▶ Point annotation records
....
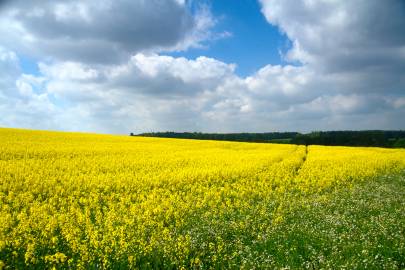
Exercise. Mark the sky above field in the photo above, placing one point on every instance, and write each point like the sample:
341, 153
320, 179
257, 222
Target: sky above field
120, 66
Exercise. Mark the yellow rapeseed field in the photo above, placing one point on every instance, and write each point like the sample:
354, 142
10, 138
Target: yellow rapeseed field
101, 201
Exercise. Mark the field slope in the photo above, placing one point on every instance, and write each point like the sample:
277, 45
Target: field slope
75, 200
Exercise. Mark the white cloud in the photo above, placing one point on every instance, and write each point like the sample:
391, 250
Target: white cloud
107, 31
349, 73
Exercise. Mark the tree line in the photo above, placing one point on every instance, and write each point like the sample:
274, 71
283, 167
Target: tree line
378, 138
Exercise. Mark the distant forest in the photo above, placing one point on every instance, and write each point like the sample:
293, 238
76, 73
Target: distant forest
379, 138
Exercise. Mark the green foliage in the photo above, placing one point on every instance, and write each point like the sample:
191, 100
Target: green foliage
376, 138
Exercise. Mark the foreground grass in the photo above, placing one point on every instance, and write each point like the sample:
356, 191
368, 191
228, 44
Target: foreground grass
87, 201
362, 227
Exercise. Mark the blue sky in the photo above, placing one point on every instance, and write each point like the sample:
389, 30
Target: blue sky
253, 42
121, 66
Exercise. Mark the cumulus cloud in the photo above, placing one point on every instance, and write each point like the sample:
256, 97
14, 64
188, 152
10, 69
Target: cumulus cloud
104, 71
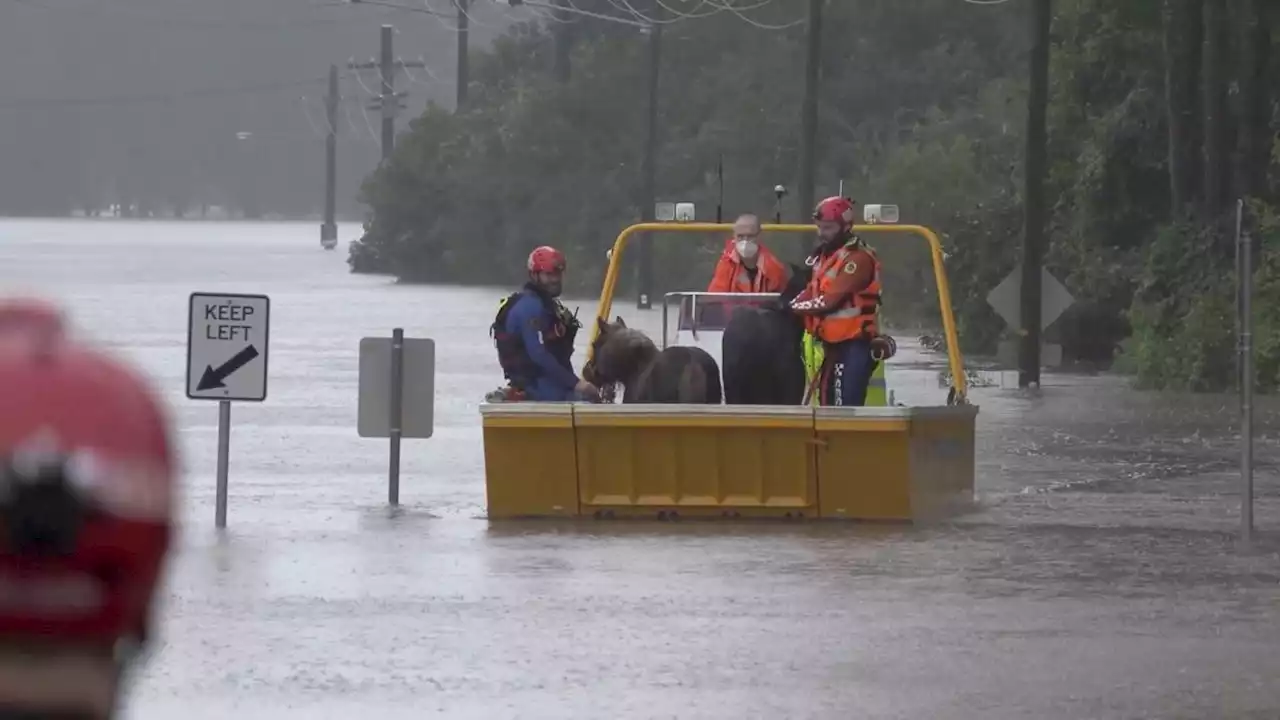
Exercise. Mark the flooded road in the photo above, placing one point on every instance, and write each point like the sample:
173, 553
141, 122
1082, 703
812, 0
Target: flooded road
1100, 578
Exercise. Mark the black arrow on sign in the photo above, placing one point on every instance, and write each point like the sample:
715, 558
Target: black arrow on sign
214, 378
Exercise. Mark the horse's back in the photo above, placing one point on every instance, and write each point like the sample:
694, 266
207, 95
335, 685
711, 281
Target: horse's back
682, 376
760, 350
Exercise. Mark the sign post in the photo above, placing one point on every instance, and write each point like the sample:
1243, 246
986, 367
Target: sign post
397, 395
227, 352
1055, 300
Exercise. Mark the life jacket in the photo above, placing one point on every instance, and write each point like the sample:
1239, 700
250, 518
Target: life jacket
517, 367
731, 274
858, 317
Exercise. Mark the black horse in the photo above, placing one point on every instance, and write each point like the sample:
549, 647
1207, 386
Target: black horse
763, 350
673, 376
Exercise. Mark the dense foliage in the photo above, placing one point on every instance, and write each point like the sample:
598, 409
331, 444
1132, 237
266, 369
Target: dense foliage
923, 104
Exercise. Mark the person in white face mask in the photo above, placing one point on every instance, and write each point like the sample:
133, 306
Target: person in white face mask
746, 265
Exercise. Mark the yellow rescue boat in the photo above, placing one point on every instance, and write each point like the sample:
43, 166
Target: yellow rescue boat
887, 463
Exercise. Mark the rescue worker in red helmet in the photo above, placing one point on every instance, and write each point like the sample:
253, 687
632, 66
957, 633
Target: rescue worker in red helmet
841, 305
86, 518
534, 335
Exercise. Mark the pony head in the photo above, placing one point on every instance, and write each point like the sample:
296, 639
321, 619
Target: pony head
617, 352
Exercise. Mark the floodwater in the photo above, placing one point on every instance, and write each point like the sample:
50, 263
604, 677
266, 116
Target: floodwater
1098, 579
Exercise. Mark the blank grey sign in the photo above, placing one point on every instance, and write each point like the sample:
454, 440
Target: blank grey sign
375, 387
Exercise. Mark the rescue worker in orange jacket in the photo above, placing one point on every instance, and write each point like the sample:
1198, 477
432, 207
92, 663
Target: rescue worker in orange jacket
841, 305
746, 265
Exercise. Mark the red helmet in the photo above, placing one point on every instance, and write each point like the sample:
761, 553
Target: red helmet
835, 209
545, 259
86, 488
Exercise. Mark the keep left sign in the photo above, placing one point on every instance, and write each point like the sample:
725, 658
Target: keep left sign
227, 346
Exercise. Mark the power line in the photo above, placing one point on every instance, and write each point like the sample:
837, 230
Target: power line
124, 13
155, 98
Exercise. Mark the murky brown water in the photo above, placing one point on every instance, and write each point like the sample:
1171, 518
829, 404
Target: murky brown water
1100, 578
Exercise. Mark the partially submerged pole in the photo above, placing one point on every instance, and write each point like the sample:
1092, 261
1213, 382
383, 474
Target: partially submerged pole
1244, 285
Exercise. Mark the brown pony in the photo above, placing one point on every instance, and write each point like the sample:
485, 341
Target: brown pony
673, 376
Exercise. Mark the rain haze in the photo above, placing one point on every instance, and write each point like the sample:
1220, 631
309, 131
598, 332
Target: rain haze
150, 150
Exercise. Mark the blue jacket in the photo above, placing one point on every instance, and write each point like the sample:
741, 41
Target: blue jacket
533, 320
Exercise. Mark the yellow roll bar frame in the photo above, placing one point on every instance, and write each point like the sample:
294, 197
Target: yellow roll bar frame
959, 381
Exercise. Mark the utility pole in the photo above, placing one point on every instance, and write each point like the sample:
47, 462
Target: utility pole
809, 110
388, 103
1033, 210
649, 172
464, 67
329, 229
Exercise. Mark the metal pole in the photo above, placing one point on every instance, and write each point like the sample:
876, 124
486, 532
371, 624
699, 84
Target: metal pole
1244, 246
649, 169
397, 413
462, 72
809, 110
1031, 294
329, 229
720, 178
389, 103
224, 450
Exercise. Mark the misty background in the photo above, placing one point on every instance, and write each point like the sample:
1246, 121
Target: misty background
145, 103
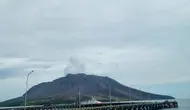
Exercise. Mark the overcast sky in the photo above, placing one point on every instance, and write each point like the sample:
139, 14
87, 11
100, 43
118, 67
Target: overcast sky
140, 43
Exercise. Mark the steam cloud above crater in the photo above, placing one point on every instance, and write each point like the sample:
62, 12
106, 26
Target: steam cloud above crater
74, 66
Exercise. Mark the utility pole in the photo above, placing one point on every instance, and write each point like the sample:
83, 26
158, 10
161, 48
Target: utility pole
79, 97
129, 94
109, 94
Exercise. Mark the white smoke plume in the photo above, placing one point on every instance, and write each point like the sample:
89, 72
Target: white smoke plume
74, 66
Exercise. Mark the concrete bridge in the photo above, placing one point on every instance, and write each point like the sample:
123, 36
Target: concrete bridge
105, 106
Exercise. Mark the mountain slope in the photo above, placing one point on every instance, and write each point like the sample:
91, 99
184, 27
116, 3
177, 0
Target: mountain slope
66, 88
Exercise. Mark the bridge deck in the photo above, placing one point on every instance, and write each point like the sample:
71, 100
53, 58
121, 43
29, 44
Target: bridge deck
105, 106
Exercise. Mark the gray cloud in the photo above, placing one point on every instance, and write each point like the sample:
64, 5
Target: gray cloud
122, 39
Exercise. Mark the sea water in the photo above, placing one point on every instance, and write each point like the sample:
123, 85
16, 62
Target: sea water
184, 104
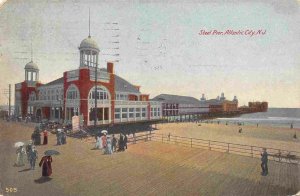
....
Identify every line in the rows above that contains the word "power", and copy each such line in full.

▶ Output of the task
Exercise. Mark the power line in the photo above, placing one point on every instance, and write each point like the sample:
Target: power line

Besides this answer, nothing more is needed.